Artículo
en la Revista Nexos de Luis Ángel Monroy Gómez
Franco
Usualmente cuando
se habla de pobreza se le piensa en términos materiales, ya sea en términos de
si se tienen o no los suficientes recursos para comprar los bienes y servicios
que satisfacen las necesidades básicas, o en términos de si se tiene acceso a
ciertos derechos sociales, como la vivienda, la salud, la educación, la
seguridad social y la alimentación.1 Esto
ha hecho que la mayoría de los economistas nos enfoquemos en analizar los
efectos materiales de la misma. Es decir, la prioridad ha sido analizar cómo es
que la condición de ser pobre –o no– afecta el desarrollo fisiológico de las
personas, cómo impacta en el desarrollo de vida de las personas (ya sea
educativa o profesionalmente), cómo reduce la cantidad de bienes a los que se
puede tener acceso y cómo impacta eso a las personas. Hasta hace muy poco no
existían investigaciones sistemáticas sobre cómo la pobreza afecta a algo mucho
más crucial que todo lo anterior: la forma en que las personas toman
decisiones.
Ser pobre o no
implica contextos radicalmente diferentes bajo los cuales se toman decisiones.
Específicamente, las personas en situación de pobreza toman todas sus
decisiones en un contexto de escasez, mientras que las no pobres no lo
hacen necesariamente. La escasez, o percepción de escasez, se refiere a
tener o no los recursos (monetarios o de otra índole) necesarios para
satisfacer nuestros deseos. Bajo esa definición es posible decir que todo mundo
sufre de escasez en al menos una dimensión: no se tiene dinero suficiente para
comprar el coche que se desea o no se tiene el tiempo suficiente para hacer todas
las actividades que queremos realizar en vacaciones, por poner dos ejemplos.
Sin embargo, no es lo mismo pensar o decir “no tengo dinero suficiente para
comprar un coche” que “no tengo dinero suficiente para comprar la comida”, o
“no tengo suficientes vacaciones para ver todo lo que quiero ver” que “no tengo
suficiente tiempo para cuidar a mi hijo enfermo”. La diferencia es que en el
caso de la primera opción de cada una de las comparaciones se hace referencia a
una situación sobre la cual las personas pueden optar por ajustar sus deseos,
mientras que en el segundo caso se trata de situaciones o necesidades sobe las
cuales no se puede hacer un ajuste. Y es a estas últimas a las que más se
enfrentan los pobres.

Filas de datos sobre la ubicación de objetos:
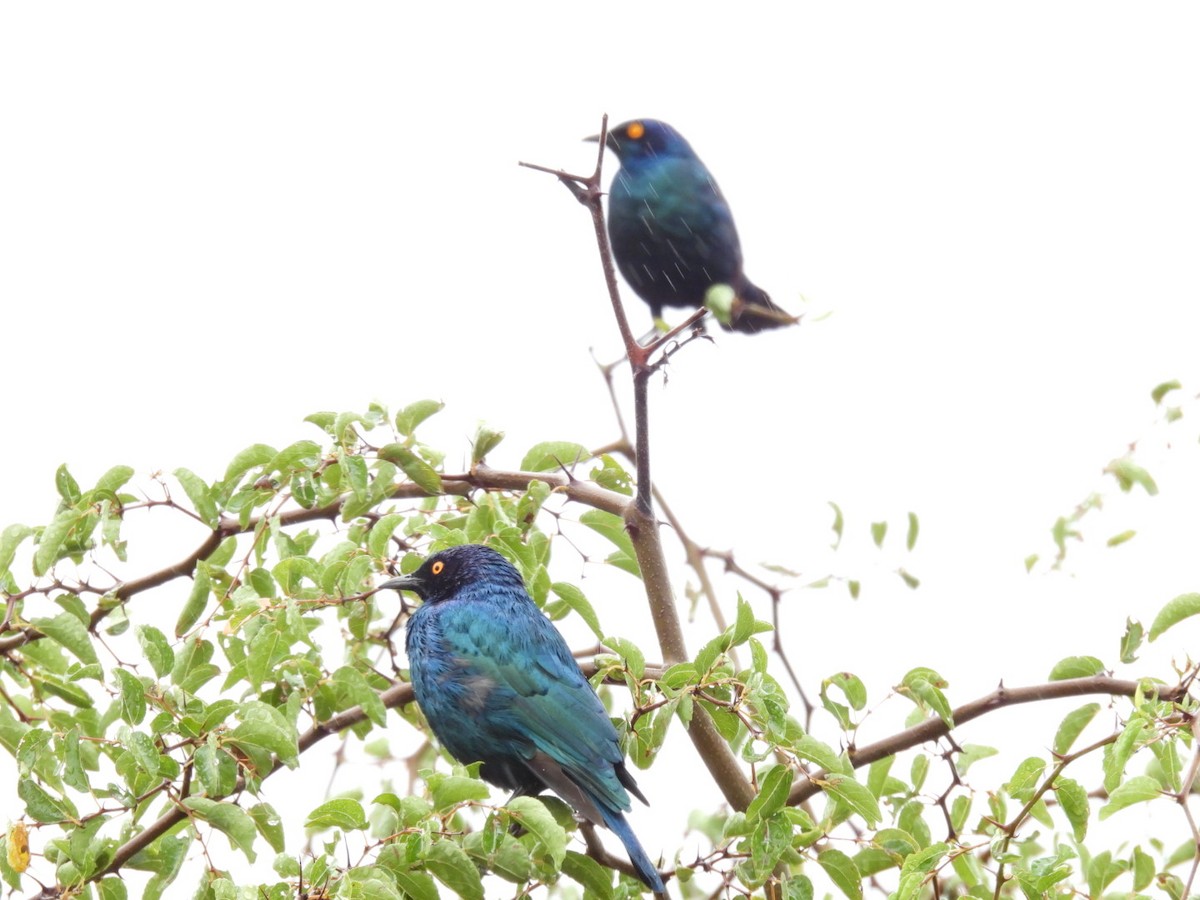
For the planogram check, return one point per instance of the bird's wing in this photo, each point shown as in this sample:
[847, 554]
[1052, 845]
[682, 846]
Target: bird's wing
[538, 702]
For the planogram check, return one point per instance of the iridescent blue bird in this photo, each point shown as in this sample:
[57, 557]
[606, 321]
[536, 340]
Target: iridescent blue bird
[671, 228]
[498, 685]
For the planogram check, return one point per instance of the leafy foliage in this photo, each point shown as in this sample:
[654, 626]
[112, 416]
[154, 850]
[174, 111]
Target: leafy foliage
[133, 745]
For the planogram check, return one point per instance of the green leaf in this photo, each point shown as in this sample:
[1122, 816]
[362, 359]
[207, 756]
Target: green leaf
[113, 481]
[51, 540]
[132, 696]
[613, 528]
[630, 653]
[595, 880]
[40, 805]
[853, 796]
[574, 598]
[839, 523]
[412, 415]
[923, 687]
[10, 539]
[228, 819]
[1128, 473]
[417, 886]
[879, 532]
[972, 754]
[269, 825]
[216, 771]
[264, 726]
[534, 817]
[250, 457]
[449, 791]
[155, 648]
[843, 873]
[1162, 390]
[774, 784]
[345, 814]
[450, 864]
[357, 688]
[552, 455]
[1137, 790]
[65, 629]
[418, 471]
[1077, 667]
[815, 751]
[196, 601]
[1072, 726]
[199, 495]
[66, 485]
[1131, 641]
[1026, 778]
[484, 443]
[382, 532]
[1177, 610]
[1144, 869]
[1116, 540]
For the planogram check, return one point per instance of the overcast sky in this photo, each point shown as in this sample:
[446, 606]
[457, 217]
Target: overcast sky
[217, 219]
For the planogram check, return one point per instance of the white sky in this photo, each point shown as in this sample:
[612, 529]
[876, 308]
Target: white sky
[215, 220]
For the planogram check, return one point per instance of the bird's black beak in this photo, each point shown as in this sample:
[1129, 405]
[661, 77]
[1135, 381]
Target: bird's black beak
[406, 582]
[611, 143]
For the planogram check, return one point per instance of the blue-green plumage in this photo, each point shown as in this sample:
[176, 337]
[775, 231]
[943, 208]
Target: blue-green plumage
[671, 229]
[498, 685]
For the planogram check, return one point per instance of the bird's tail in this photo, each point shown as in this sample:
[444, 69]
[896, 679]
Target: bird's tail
[619, 826]
[755, 311]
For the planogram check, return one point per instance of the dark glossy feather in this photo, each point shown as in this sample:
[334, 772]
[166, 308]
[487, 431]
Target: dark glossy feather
[498, 685]
[671, 229]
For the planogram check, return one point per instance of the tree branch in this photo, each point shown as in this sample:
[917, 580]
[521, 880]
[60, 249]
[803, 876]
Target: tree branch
[1001, 697]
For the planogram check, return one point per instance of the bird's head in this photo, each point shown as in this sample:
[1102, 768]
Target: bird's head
[645, 139]
[448, 571]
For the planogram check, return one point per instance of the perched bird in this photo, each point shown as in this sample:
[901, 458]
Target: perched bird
[672, 232]
[498, 684]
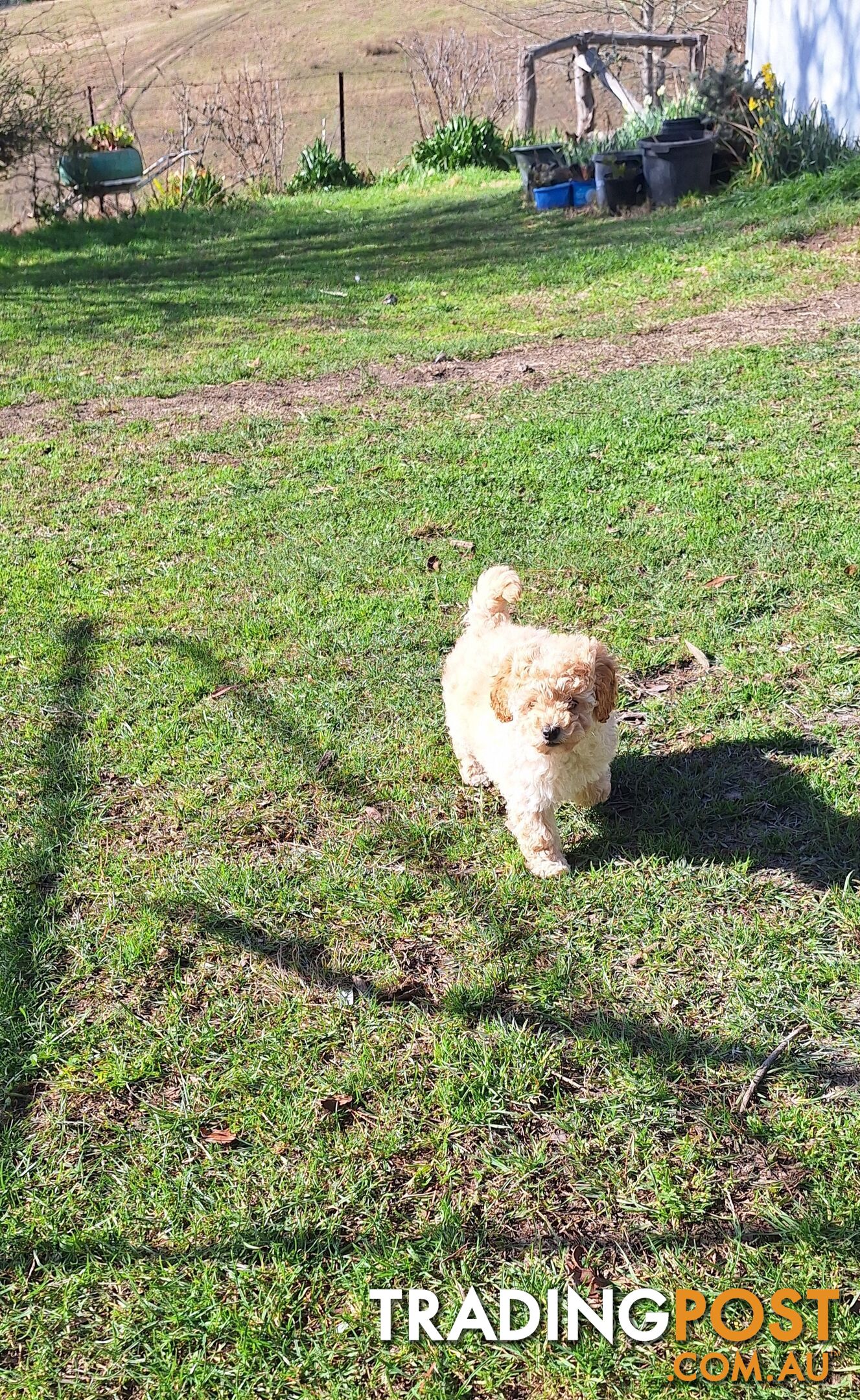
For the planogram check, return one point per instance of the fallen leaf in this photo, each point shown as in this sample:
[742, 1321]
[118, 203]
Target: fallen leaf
[719, 580]
[222, 1136]
[698, 655]
[335, 1104]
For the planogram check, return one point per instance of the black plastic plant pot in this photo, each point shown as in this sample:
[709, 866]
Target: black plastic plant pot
[682, 129]
[675, 169]
[620, 180]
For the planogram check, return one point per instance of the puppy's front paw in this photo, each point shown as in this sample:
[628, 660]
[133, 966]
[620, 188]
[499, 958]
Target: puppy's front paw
[546, 869]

__Objetivos__
1. Reproduzca el pasaje del artículo sobre la pobreza que empieza en las palabras "Ser pobre o" y termina después de "poner dos ejemplos.", reemplazando "escasez" por "carencia".
2. ¿Cómo define la escasez el artículo sobre la pobreza?

__Las respuestas__
1.
Ser pobre o no
implica contextos radicalmente diferentes bajo los cuales se toman decisiones.
Específicamente, las personas en situación de pobreza toman todas sus
decisiones en un contexto de carencia, mientras que las no pobres no lo
hacen necesariamente. La carencia, o percepción de carencia, se refiere a
tener o no los recursos (monetarios o de otra índole) necesarios para
satisfacer nuestros deseos. Bajo esa definición es posible decir que todo mundo
sufre de carencia en al menos una dimensión: no se tiene dinero suficiente para
comprar el coche que se desea o no se tiene el tiempo suficiente para hacer todas
las actividades que queremos realizar en vacaciones, por poner dos ejemplos.

2. Como tener o no los recursos (monetarios o de otra índole) necesarios para satisfacer nuestros deseos.